PROBLEM TO WORK ON: Your reply should be the complete data, reproduced exactly.

Items listed in a dataset:
****
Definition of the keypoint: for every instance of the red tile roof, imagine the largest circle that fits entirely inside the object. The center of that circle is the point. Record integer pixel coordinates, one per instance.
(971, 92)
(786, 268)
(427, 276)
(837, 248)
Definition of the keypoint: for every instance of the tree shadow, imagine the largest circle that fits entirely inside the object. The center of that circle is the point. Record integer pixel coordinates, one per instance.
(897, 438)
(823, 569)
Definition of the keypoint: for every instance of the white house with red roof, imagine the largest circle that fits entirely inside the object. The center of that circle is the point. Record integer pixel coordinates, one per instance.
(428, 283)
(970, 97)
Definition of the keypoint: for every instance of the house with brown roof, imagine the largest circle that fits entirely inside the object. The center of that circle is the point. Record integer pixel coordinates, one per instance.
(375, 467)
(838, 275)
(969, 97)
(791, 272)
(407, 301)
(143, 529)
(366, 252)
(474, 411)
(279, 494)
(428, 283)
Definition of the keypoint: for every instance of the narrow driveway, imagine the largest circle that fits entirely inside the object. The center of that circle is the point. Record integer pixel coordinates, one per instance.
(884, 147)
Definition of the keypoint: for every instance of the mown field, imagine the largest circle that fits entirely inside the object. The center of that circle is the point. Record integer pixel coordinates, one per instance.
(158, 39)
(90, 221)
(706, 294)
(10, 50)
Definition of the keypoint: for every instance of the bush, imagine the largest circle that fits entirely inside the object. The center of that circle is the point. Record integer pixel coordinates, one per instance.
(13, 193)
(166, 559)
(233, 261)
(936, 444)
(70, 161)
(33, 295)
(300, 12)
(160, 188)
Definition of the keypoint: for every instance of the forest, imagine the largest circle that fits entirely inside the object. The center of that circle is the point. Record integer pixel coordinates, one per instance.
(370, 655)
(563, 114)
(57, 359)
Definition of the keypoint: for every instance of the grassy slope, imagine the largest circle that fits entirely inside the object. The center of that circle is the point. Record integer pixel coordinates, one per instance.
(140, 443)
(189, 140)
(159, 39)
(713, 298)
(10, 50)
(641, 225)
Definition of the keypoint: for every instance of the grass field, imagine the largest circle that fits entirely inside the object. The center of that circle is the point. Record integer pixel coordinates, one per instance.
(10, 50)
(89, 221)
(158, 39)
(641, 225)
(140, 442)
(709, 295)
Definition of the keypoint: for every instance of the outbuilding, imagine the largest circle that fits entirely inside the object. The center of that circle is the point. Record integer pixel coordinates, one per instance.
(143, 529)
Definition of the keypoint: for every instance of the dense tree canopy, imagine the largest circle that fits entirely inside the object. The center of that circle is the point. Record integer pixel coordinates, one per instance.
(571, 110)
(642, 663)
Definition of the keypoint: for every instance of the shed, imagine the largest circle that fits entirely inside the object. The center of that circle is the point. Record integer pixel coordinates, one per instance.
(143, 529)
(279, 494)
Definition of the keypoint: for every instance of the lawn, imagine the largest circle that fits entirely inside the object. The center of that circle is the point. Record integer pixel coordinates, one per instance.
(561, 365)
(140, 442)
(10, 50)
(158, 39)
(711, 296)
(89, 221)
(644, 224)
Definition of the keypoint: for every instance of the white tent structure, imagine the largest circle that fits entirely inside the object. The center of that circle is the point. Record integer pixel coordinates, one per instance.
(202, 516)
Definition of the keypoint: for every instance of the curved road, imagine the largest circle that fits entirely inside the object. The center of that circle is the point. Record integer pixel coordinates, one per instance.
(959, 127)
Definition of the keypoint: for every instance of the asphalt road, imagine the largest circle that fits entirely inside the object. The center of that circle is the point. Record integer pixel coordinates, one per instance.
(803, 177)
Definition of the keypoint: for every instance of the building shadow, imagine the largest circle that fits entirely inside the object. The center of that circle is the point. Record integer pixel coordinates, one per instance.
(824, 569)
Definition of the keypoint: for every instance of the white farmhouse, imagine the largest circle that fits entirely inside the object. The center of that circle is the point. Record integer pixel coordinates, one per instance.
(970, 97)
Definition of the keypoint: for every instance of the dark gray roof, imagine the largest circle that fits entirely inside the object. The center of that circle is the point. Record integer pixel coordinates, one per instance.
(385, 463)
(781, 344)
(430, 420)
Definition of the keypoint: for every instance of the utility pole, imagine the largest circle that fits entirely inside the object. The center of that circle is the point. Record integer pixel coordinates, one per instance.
****
ANSWER BOX:
Definition of the keypoint: for every instance of the red tile roof, imagine the largest circle that fits entirely inside the object. The center of that circle is the point. Record integer pixel coordinates, one per instance.
(971, 92)
(786, 268)
(427, 276)
(837, 248)
Definition of the keypoint: for every instance of the tree shadow, imagine the largest circle that fits entirely inside the object. The center of that circle is the point. Record integer pixel coordinates, one per instance.
(897, 438)
(823, 569)
Definition of the keypoint: for every instance of the white house with red roof, imagine the largest circle that fits entirely inside the object. The center of that circle is the point. Record integer pixel coordinates, one per instance.
(428, 283)
(970, 97)
Definition of the keypoint: for every instance of the house with brown roof, imagine the largest circle that fits entirely inside the object. The center of that circle is the point. Record integer pixel coordinates, one per instance.
(375, 467)
(838, 275)
(969, 97)
(791, 272)
(407, 301)
(143, 529)
(366, 252)
(474, 411)
(279, 494)
(428, 283)
Definition of the keypoint: for every instance of the narrow driveway, imagine the largest circle that fits entirely inside the object. The center of that circle is the point. Record integer pixel coordinates, one per instance.
(884, 147)
Definition of the keypoint: for every instance of the mown field, imagine the largest circle that fits entirely inside the object. The center of that circle is the point. Record integer pixel coordinates, one per instance.
(158, 39)
(90, 221)
(706, 294)
(10, 50)
Definition of the keypoint: for every instance of the bush, imagine the largest circle that fits entirely inside the object. The center of that circle is the point. Record integer pixel coordinates, one per instance.
(13, 193)
(166, 559)
(233, 261)
(936, 444)
(70, 161)
(33, 295)
(300, 12)
(160, 188)
Definition of the keypoint: for every instance of the forest, imagine the largest circle that fits entirely inside the object. The center of that circle is the point. Record integer pixel coordinates, one per instance.
(370, 655)
(563, 114)
(57, 359)
Definition of the keypoint: for every instance of the grassy slope, imagine the largest circle that fits entirely inside the object. The center of that circle is the point. Record integer pixel coordinates, one per instance.
(140, 443)
(189, 140)
(159, 39)
(713, 298)
(10, 50)
(641, 225)
Definition of the keypoint: for every instance of the grass field, imagine the largest circle that fits entirely inside the object. The center of that circle is the point. Record integer pixel coordinates, one per instance.
(10, 50)
(89, 221)
(158, 39)
(641, 225)
(140, 442)
(709, 295)
Definition of the keypoint: for every instance of the outbuilding, imagine the largest circle that fits entirely inside the object. The center of that circle is the point. Record integer pixel coordinates, one per instance.
(143, 529)
Definition of the keypoint: for every instance of the dense tree canopy, imagine the largest circle that fits entirely inside the object. The center of that circle is the point. Record integer pixel coordinates, one per instance.
(571, 110)
(642, 663)
Definition of the keypoint: for every instance of the shed, imagine the largest circle that fits entirely inside the object. The center of that circle is the point. Record integer pixel coordinates, one per instance.
(143, 529)
(279, 494)
Definition of the keypoint: for every instance of the lawn, imagine the largest circle that fits entirely inside the object. The center of that circle is the point. Record integer pixel coordinates, one per instance.
(561, 365)
(140, 442)
(10, 50)
(158, 39)
(711, 296)
(89, 221)
(644, 224)
Definition of the keypoint: for every instance of the white tent structure, imagine the largest circle that fits entirely inside the object. The center of that circle is the point. Record integer pixel coordinates, one per instance.
(202, 516)
Definition of the keypoint: for every instance of the curved road, imagine the largest circle that fits entirely inside the object. The center of that circle is the point. Record integer pixel coordinates, one per instance.
(959, 127)
Definition of the keypoint: for every instance of the asphalt road, imagine the largest circle that fits entirely inside the object. The center of that circle is the point. Record integer pixel coordinates, one per instance.
(803, 177)
Definition of the keypoint: for every instance of the building shadow, imagine the largest circle that fits entirely inside the object. The center of that circle is the point. Record integer pixel coordinates, one per instance.
(824, 569)
Definition of the keypoint: for every instance of the white farmhouse, imagine the largest circle that fits entirely inside the object. The center of that circle is the point. Record integer pixel coordinates, one per instance.
(970, 97)
Definition of the keypoint: for every instance of the dark gray roof, imagine the largest circle that fits entirely inside the object. The center of that circle is the point. Record integer pixel coordinates, one per instance.
(385, 463)
(781, 344)
(430, 420)
Definition of the keypoint: for every instance of the utility pole, imagine the largest circle that fits entirely inside the object. The center of that circle is the point. Record integer pixel coordinates, one per instance.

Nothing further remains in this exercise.